Dataset records
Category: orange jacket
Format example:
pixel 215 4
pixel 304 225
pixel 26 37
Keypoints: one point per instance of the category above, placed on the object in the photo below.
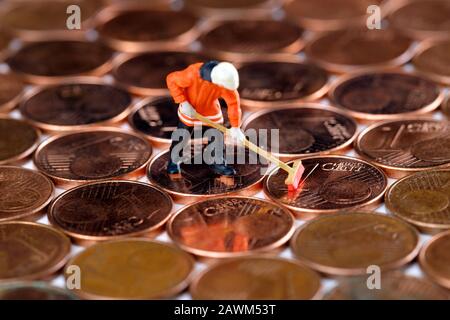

= WORK INSTRUCTION =
The lines from the one holding "pixel 215 4" through the end of the entries are to be transcribed exactly, both ends included, with the pictures left out.

= SOLUTION =
pixel 215 4
pixel 304 225
pixel 26 37
Keypoints: one point per instance of the category above, placed on the object in the photo below.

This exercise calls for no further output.